ACTION ITEM: Quote the data below in full, please, without altering anything.

THE INPUT:
------------------------

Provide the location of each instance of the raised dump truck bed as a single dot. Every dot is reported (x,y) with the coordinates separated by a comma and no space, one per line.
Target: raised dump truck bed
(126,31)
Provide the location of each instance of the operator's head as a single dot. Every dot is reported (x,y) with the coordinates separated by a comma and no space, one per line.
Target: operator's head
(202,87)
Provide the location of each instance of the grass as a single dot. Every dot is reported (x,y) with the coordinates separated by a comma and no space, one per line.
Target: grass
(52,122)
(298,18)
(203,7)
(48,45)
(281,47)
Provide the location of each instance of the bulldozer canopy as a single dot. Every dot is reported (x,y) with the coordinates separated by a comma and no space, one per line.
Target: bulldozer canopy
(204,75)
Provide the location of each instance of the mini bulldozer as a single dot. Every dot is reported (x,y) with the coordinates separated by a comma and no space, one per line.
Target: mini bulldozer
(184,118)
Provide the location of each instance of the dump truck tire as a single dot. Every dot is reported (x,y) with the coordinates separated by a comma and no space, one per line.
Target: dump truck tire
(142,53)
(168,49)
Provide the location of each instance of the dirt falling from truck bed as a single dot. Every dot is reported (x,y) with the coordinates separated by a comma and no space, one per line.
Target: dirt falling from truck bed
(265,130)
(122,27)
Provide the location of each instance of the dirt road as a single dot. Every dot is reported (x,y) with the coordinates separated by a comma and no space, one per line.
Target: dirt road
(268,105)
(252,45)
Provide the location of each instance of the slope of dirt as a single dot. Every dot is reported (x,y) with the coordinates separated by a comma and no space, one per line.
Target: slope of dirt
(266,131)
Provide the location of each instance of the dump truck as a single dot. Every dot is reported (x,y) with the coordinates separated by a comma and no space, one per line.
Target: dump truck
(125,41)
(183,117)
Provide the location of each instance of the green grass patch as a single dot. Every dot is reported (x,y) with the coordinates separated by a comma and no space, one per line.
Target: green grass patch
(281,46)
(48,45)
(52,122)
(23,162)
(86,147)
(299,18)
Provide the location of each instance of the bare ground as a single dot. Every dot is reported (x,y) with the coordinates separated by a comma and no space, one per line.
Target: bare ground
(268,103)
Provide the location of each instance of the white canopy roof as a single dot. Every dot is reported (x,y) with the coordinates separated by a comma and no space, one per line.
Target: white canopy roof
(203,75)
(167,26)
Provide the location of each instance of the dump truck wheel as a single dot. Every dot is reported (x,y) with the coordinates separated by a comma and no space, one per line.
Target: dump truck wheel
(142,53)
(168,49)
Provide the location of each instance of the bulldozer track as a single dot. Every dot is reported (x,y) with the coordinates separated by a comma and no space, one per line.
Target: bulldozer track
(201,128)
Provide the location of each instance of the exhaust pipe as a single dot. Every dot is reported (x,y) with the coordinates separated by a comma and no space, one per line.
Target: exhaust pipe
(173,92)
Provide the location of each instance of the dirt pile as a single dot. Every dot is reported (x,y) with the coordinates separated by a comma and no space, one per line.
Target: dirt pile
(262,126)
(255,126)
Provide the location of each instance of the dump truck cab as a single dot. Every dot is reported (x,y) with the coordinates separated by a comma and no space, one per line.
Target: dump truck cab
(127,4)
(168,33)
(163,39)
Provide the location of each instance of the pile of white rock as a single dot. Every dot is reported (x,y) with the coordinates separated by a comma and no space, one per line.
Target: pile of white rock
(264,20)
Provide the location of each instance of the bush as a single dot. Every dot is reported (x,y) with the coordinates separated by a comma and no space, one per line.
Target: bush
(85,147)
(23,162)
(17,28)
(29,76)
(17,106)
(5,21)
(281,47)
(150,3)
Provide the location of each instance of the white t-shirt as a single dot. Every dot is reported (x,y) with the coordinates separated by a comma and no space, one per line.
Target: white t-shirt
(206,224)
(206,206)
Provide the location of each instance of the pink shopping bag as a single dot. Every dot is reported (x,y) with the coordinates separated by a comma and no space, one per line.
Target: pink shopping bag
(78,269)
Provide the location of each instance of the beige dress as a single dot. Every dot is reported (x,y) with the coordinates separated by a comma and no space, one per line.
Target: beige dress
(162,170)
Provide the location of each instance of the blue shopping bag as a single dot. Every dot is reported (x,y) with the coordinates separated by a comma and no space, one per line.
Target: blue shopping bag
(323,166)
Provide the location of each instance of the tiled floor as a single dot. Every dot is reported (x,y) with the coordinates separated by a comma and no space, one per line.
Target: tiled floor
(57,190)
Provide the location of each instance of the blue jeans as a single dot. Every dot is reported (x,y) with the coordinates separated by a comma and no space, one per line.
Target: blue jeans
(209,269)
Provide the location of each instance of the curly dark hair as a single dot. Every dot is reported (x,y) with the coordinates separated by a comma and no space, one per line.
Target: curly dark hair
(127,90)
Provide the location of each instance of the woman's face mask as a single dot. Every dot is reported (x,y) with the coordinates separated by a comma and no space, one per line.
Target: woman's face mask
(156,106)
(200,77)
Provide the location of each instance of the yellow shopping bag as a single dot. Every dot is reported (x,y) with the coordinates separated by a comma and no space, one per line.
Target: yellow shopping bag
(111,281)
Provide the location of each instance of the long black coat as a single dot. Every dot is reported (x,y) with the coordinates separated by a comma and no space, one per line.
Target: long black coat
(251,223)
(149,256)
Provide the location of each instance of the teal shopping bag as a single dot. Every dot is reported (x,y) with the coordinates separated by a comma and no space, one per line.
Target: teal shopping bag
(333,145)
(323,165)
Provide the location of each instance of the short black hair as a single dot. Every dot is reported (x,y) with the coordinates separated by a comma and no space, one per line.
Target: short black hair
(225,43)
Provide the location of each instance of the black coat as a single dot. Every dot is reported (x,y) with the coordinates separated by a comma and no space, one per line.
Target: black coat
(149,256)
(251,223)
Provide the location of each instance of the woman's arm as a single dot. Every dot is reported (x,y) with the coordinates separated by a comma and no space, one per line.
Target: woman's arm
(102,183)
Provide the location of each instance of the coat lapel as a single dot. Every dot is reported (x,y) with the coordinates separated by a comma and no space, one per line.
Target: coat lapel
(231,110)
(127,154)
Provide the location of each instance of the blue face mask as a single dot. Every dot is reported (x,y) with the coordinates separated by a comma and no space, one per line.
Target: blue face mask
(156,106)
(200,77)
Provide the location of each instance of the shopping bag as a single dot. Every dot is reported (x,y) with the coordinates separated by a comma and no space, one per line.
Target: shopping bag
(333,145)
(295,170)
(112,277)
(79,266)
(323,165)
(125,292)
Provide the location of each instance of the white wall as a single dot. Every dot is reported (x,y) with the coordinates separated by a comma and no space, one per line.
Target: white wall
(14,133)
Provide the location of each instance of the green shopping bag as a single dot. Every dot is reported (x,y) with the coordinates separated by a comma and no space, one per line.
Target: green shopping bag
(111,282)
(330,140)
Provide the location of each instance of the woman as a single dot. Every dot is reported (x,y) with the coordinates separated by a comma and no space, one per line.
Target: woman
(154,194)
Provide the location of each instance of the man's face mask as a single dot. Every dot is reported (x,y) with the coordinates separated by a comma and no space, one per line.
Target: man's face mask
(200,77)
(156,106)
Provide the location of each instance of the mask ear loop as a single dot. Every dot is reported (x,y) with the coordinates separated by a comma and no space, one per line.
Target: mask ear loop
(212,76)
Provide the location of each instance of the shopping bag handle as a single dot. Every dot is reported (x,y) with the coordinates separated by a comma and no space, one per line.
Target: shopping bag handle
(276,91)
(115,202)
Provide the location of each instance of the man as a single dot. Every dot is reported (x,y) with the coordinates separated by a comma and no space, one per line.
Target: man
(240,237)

------------------------

ANSWER SPACE:
Provide the location of each instance of the raised dump truck bed as a single dot. Every dot is reported (x,y) with the coordinates separated by a comma and no space, one per line.
Target: raised dump truck bed
(126,31)
Provide the location of each instance of the operator's head as a single dot. Every dot is reported (x,y) with the coordinates separated by a comma and no space, one per line.
Target: operator's head
(202,87)
Provide the location of each instance of the grass as a single dot. Every dot is reported (x,y) with the coordinates separated by a comma and no space, one per line.
Target: grass
(52,122)
(298,18)
(203,7)
(48,45)
(281,47)
Provide the location of each instance of the bulldozer canopy as a single dot. Every dot is reported (x,y) with the coordinates separated by a comma and no space, one per line.
Target: bulldozer canopy
(204,75)
Provide the location of each instance of the mini bulldozer as a single dot. Every dot is reported (x,y) with the coordinates separated by a comma and no space, one per line.
Target: mini bulldozer
(184,118)
Provide the location of each instance of the dump truck tire as a single dot. Every dot is reported (x,y) with the coordinates separated by a comma and no space, one per line.
Target: dump truck tire
(142,53)
(168,49)
Provide the location of each instance of the dirt falling from truck bed as a single dot. Every dot is reported (x,y) with the coordinates separated by a comma and no space, one per line.
Target: dirt falling from truck bed
(265,130)
(122,27)
Provide the location of each instance of the dirt road as a single dot. Every dot is reported (x,y) with the coordinates separated by a comma and no space, one per line.
Target: dirt road
(268,105)
(252,45)
Provide the location of each instance of the slope of dirt as a single dot. Every dot is reported (x,y) with the coordinates separated by a comma and no space, one per line.
Target: slope of dirt
(266,131)
Provide the location of each instance of the dump truck as a single dot. Every dot is reported (x,y) with the coordinates separated by a comma and no space, one per line.
Target: dump truck
(125,41)
(183,117)
Provide the location of each instance of the green grass patch as a single dot. Every dot is reported (x,y) with the coordinates separated by a comma and no space, one per line.
Target: green grass patch
(281,46)
(48,45)
(52,122)
(23,162)
(86,147)
(299,18)
Provide the location of each instance of the bare ground as a single dot. Every dot is reported (x,y) with the coordinates separated by a comma and no space, one per line.
Target: bare ground
(268,103)
Provide the location of each instance of the white canopy roof as a single dot. Every dot is reported (x,y) with the coordinates separated by a comma and no space, one per line.
Target: white canopy roof
(203,75)
(167,26)
Provide the location of each instance of the dump truck wheel as a single dot. Every dot is reported (x,y) with the coordinates separated by a comma and no space, one per line.
Target: dump truck wheel
(142,53)
(168,49)
Provide the location of each instance of the bulldozer track as a single dot. Every dot is reported (x,y) with the coordinates separated by a comma and no space, one per line.
Target: bulldozer track
(201,128)
Provide the location of each instance of the exhaust pipe as a single dot. Every dot is reported (x,y) with the coordinates separated by a comma and no space, one per line.
Target: exhaust pipe
(173,92)
Provide the location of each instance of the dirt pile as a single dot. Every dot is reported (x,y) with the coordinates separated by a comma and no space, one per line.
Target: dirt pile
(262,126)
(255,126)
Provide the location of each instance of the dump truck cab as a single dot. Every dot is reported (x,y) with the coordinates separated by a comma and no space, one per line.
Target: dump truck cab
(127,4)
(168,33)
(163,39)
Provide the location of each instance of the pile of white rock as a single dot. Every dot is reported (x,y) with the coordinates separated by a comma and no space, one per line.
Target: pile of white rock
(264,20)
Provide the location of each instance of the bush as a single dot. Every dot is reported (x,y) with the coordinates separated by a comma and no space, one per line.
Target: bush
(85,147)
(23,162)
(17,28)
(29,76)
(17,106)
(5,21)
(281,47)
(150,3)
Provide the location of each instance of the white t-shirt as a single dot. Every dot is reported (x,y) with the coordinates separated by a comma and no space, one per line.
Target: white t-shirt
(206,224)
(206,206)
Provide the location of each instance of the pink shopping bag as a single dot. Every dot is reported (x,y) with the coordinates separated by a comma and no space, one per line.
Target: pink shopping bag
(78,269)
Provide the location of each instance of the beige dress as a single dot. Every dot is reported (x,y) with the coordinates separated by a comma and no space, one per line.
Target: beige dress
(162,170)
Provide the location of each instance of the blue shopping bag as a single dot. Every dot is reported (x,y) with the coordinates separated by a comma and no space, one per line.
Target: blue shopping bag
(323,166)
Provide the location of each instance of the tiled floor as a single dot. Every dot is reported (x,y) with the coordinates separated by a comma and no space, one per line.
Target: tiled floor
(57,190)
Provide the location of each instance of the blue jeans as a single dot. Every dot is reported (x,y) with the coordinates separated by a comma and no space, one per line.
Target: blue jeans
(209,269)
Provide the location of each instance of the curly dark hair as a single dot. Every dot is reported (x,y) with the coordinates separated by a comma and no space, one per line.
Target: curly dark hair
(127,90)
Provide the location of each instance of the woman's face mask as a single dot. Every dot is reported (x,y) with the coordinates separated by a comma and no space, one per line.
Target: woman's face mask
(156,106)
(200,77)
Provide the location of each instance of the yellow shopping bag as a single dot. Every dot is reported (x,y) with the coordinates separated by a comma and no space, one per line.
Target: yellow shopping bag
(111,281)
Provide the location of each instance of the long black coat as a single dot. Every dot is reported (x,y) with the coordinates separated by a comma and no space, one per line.
Target: long black coat
(251,223)
(149,256)
Provide the location of each instance of the teal shopping bag as a single dot. Every dot is reported (x,y) with the coordinates separated by a comma and no space, one per line.
Target: teal shopping bag
(333,145)
(323,165)
Provide the location of each instance of the short black hair as a single dot. Every dot is reported (x,y) with the coordinates separated by a comma and no space, one per line.
Target: short black hair
(225,43)
Provide the location of each instance of the black coat as a single dot. Every dot is reported (x,y) with the coordinates separated by a comma and no space, one per line.
Target: black coat
(149,256)
(251,223)
Provide the location of each instance of the woman's arm as a single dot. Every dot is reported (x,y) with the coordinates separated by a comma and no space, one per line.
Target: woman's arm
(102,183)
Provide the location of each instance of the coat lapel as a single dot. Every dot is reported (x,y) with the coordinates separated by a comma and no space, one per line.
Target: coat lapel
(231,110)
(127,154)
Provide the location of each instance of the blue face mask as a single dot. Every dot is reported (x,y) with the coordinates separated by a comma and no space, one per line.
Target: blue face mask
(156,106)
(200,77)
Provide the location of each instance of the shopping bag as a single dot. Every dot is reported (x,y) with the coordinates separated by a comma and no space, one per line.
Target: shopping bag
(333,145)
(295,170)
(112,277)
(79,266)
(323,165)
(125,292)
Provide the location of each instance of the white wall as a single dot. Every dot is reported (x,y) with the coordinates separated by a comma and no space, one per line.
Target: white wall
(14,133)
Provide the location of each instance of the green shopping bag as a single dot. Every dot is reported (x,y) with the coordinates separated by a comma and no space, one per line.
Target: green shopping bag
(111,282)
(330,140)
Provide the location of each instance of the woman as a single dot. Every dot is reported (x,y) with the coordinates separated by a comma and no space, one per line.
Target: woman
(154,194)
Provide the location of each instance of the man's face mask as a single dot. Every dot is reported (x,y) with the coordinates separated by a comma and no space, one per line.
Target: man's face mask
(200,77)
(156,106)
Provide the location of each instance of the mask ear loop as a single dot. Every dot is reported (x,y) with the coordinates separated by a comma and no space, one per line.
Target: mask ear loop
(212,76)
Provide the location of each instance of the shopping bag handle as a single dot. Every dot is reported (x,y) with the coordinates separated by a comma and no space, one per line.
Target: shopping bag handle
(276,91)
(115,202)
Provide the location of each instance of the man as a single dot. Every dot is reported (x,y) with the coordinates separated by a comma and no space, one per line.
Target: man
(240,237)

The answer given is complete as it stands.